SET TASK ->
Restate the records that follow word for word; no pictures should appear.
[start TASK INPUT]
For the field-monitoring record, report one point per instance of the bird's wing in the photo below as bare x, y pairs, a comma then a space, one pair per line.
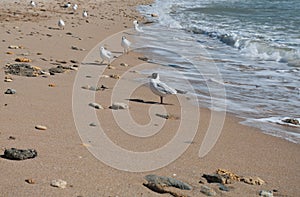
108, 53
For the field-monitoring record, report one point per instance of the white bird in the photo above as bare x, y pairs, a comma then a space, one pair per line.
75, 6
67, 5
136, 26
105, 55
32, 3
84, 14
159, 88
125, 44
61, 24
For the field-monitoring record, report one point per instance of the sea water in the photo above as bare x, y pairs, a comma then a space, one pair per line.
249, 49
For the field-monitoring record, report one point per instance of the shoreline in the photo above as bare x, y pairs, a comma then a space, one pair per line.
264, 115
63, 155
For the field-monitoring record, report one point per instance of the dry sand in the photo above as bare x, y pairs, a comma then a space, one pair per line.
61, 152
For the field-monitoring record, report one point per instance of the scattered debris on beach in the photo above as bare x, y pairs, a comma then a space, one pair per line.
19, 154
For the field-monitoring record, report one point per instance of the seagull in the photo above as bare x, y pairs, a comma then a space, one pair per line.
67, 5
159, 88
61, 24
75, 6
105, 55
32, 3
136, 26
125, 44
84, 14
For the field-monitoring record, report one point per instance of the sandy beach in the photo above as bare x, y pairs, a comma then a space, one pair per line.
68, 149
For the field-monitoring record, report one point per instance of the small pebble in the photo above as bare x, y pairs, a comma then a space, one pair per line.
265, 193
58, 183
93, 124
30, 181
115, 76
10, 91
96, 105
41, 127
11, 138
117, 106
124, 64
7, 80
21, 59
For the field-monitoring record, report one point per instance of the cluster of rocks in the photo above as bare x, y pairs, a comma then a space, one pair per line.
222, 180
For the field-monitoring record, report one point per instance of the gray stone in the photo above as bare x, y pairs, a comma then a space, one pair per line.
96, 105
213, 178
207, 191
117, 106
58, 183
266, 193
93, 124
224, 188
167, 181
10, 91
58, 69
19, 154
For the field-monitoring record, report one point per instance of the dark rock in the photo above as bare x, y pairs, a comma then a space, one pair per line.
214, 178
10, 91
224, 188
207, 191
96, 105
266, 193
291, 121
58, 69
23, 69
19, 154
11, 138
143, 58
167, 181
93, 124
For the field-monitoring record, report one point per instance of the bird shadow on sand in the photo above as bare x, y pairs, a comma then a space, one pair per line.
147, 102
94, 63
55, 28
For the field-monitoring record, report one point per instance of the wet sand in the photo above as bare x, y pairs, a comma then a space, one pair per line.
62, 154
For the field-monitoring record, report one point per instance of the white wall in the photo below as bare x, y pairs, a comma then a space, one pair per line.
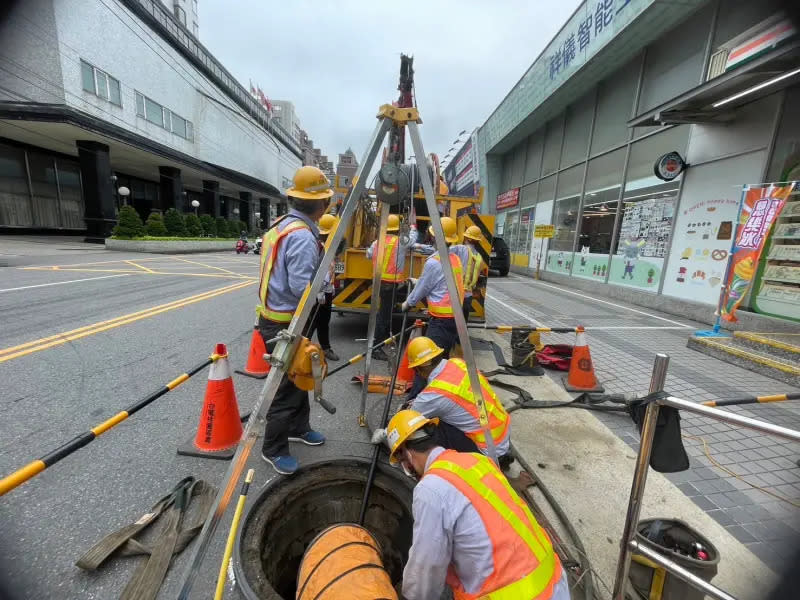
130, 51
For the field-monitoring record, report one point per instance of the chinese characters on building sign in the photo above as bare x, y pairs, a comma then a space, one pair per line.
595, 22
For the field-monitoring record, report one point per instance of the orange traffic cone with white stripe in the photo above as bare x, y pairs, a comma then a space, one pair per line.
256, 367
220, 427
581, 377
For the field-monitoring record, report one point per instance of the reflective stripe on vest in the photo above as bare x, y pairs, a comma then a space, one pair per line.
444, 308
474, 265
389, 273
525, 565
269, 253
453, 383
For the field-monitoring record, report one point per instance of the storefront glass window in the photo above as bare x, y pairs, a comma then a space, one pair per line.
45, 192
15, 200
576, 131
565, 219
600, 200
552, 144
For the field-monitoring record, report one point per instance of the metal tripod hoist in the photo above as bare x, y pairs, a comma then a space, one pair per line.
394, 119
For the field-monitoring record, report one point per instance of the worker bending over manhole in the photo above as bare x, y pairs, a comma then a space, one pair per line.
472, 532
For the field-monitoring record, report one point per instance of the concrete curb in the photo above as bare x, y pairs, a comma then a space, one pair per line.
172, 247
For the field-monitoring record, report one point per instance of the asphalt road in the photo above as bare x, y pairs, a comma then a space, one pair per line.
85, 333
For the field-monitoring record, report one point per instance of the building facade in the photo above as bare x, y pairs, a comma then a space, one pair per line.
97, 94
575, 142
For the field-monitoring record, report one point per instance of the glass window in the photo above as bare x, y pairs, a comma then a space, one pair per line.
87, 76
114, 95
153, 112
600, 200
69, 187
576, 130
102, 84
533, 159
15, 199
614, 105
552, 145
45, 192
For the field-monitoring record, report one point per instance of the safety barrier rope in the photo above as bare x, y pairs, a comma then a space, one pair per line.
33, 468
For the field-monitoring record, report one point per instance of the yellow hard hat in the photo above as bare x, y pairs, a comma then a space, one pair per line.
402, 428
310, 183
420, 350
473, 232
450, 230
326, 223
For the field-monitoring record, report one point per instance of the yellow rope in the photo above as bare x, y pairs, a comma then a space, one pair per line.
740, 478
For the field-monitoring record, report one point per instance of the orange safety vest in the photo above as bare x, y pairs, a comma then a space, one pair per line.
269, 253
444, 308
525, 565
453, 383
389, 273
474, 266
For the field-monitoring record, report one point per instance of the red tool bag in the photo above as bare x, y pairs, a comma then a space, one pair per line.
555, 356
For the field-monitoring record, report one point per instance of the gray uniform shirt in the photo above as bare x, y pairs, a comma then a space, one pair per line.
434, 404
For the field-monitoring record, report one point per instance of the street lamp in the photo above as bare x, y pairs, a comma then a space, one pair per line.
124, 193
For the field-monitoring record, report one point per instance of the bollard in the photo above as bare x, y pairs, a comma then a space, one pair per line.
640, 477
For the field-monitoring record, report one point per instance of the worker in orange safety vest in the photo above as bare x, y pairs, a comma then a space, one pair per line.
472, 532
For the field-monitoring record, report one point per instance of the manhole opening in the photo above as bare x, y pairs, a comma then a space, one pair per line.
290, 512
[end TASK INPUT]
EXERCISE SOLUTION ->
For the field-monitoring record, report one point per instance of the bird's wing in the photo below as bare x, y pairs, a comma then a space, one pair per line.
108, 53
For the field-monitoring record, report one point per instance of the white bird in the photo above as bare x, y pairs, a comma then a space, one pair per line.
75, 6
67, 5
136, 26
105, 55
32, 3
84, 14
159, 88
125, 44
61, 24
For the field-monitoring record, report one point per instance of the sea water in the photo above as bare x, y pairs, a comma then a space, one pair per line.
249, 49
For the field-monitoring record, report one point per instance of the shoreline in the photo above as bare x, y pairs, a comma then a space, one pair per line.
264, 115
63, 155
For the field-monitoring record, report one point per instance of the dry sand in the photo above as bare x, y pairs, a comma then a space, one pair per line.
61, 152
For the field-monitoring record, report one point per instance of the scattered debris on beach in the photo above as bare x, y pairs, a comma then a space, one pair per line.
19, 154
For the field-monitoring record, report one point per instance of the seagull in the photo above as bare x, y pairs, a comma then a space, one pair per line.
67, 5
159, 88
61, 24
75, 6
105, 55
32, 3
136, 26
125, 44
84, 14
For the field-monitoring record, report one point per instance of the sandy beach in the photo above as bare x, y pairs, a comma then a space, one pair per line.
68, 149
For the field-monitoring record, report one point per instance of the small pebble in the photo above as bare x, y pairs, a comma then a space, one pair per line.
265, 193
58, 183
93, 124
30, 181
115, 76
10, 91
96, 105
41, 127
11, 138
117, 106
124, 64
7, 80
21, 59
For the field-monitoring record, report one point per instance of the cluster of rocks in the photo above as bare x, y pairs, a comma then a space, one pair per line.
222, 180
For the field-monitoring record, report one point per instance of the gray stone in the photo above as bare x, y pairs, a comma then a space, one pair per line.
96, 105
213, 178
207, 191
117, 106
58, 183
266, 193
93, 124
224, 188
167, 181
10, 91
58, 69
19, 154
For the field-monitoring record, report one point per instance of the dark rock in the photo above as bare x, y pairs, a comma then a space, one pair per line.
214, 178
10, 91
224, 188
207, 191
96, 105
266, 193
291, 121
58, 69
23, 69
19, 154
11, 138
143, 58
167, 181
93, 124
For the field-monitoring record, report one point per instance of the bird shadow on sand in the photo above as bare x, y pairs, a comma then a space, one pair per line.
147, 102
94, 63
55, 28
For the field-monitoring record, report one point per instance of the wet sand in the photo above as bare x, y pairs, a comma then a space, one pair per line.
62, 154
For the field-monitoring record, report one point per instance of the white wall in the photo below as bare x, y pairs, a comma then a space, one pair per line.
130, 51
For the field-monitoring record, report one point per instance of the chinese characters on building sign in the photo above as bare x, y pairs, a comma then a space, one pair per line.
595, 22
For the field-monitoring record, report one point per instance of the orange traffic cone with white stripe in the photo above as bare x, y pairs, a comma then a space, one pair per line.
256, 367
220, 427
581, 377
For the field-monitoring record, report one point per instance of the reflective stripe on vest in the photo above as bare x, y pairs, a comma then a space, one pair per line.
444, 308
474, 265
389, 273
525, 565
269, 253
453, 383
For the field-monitoring record, report one point per instance of the storefront glass window in the photo above as bare x, y pairs, a comma then a space, one pair per line.
45, 192
15, 200
576, 131
565, 219
600, 200
552, 144
For the field-monitoring record, report one point per instance of the metal tripod hoist in the photo above as bare x, y pairs, a comma then a space, one pair per line.
394, 119
For the field-monitoring record, report one point per instance of the worker bending over manhole in the photo above as bare x, y pairs, a comma then a space, one pair per line.
472, 532
For the field-monitoring record, report one point per instance of the concrete curb in the photo above as bare x, y pairs, a comma then a space, one pair per line.
172, 247
For the field-monitoring record, report one point per instance of the asphalt road in the photo above as bare x, y pairs, a comma then a space, one pair per line.
85, 333
For the field-monitoring record, report one point per instance of the building facade in the photo above as bare x, y pairs, a comma then a space, one pair per line.
97, 94
575, 142
For the field-monitoring record, report one point per instance of the glass window in the photo above as bare x, y pairs, a comma then a space, one pair per line.
87, 76
114, 95
153, 112
600, 200
69, 187
576, 130
102, 84
533, 159
15, 199
614, 105
552, 145
45, 192
For the field-monitoring record, report one point per instance of the safety barrier rope in the photo above as bare x, y pairs, a comma then a space, one pair per line.
33, 468
For the field-monitoring record, report one point per instance of the yellow hard hat in the photo above as bare x, y pairs, a comma then a space, one pair per line.
402, 428
310, 183
420, 350
473, 232
450, 230
326, 223
For the field-monitoring record, report one point per instance of the yellow rope in the photo above as bare x, y pairs, a comma then a space, one pair per line.
740, 478
For the field-monitoring record, report one point per instance of the orange safety vest in the photo above as bare x, y pairs, a comma then a space, one pair per line.
269, 253
444, 308
525, 565
453, 383
389, 273
474, 266
For the field-monitoring record, report one point per instance of the red tool bag in the photo above as bare x, y pairs, a comma then a space, one pair per line.
555, 356
For the field-monitoring record, report one point per instance of the gray uniform shirt in the photo above as bare x, y pairs, a comma then a space, one pair per line.
434, 404
For the field-monitoring record, report one point per instance of the street lamp in the photo above as bare x, y pairs, a comma then a space, one pair per line.
124, 193
For the field-monitoring record, report one point per instance of the bollard in the photo above as bare x, y pairs, a comma then a space, one pair per line.
640, 477
For the field-monitoring record, report one point per instance of the worker in orange safety vest in the photo above as bare x, y pairs, a comma then a space, one pair per line.
472, 532
For the field-monitoring record, report one point per instance of the manhole opening in the photo above as bare x, y pairs, a comma then a space, one pair per line.
290, 512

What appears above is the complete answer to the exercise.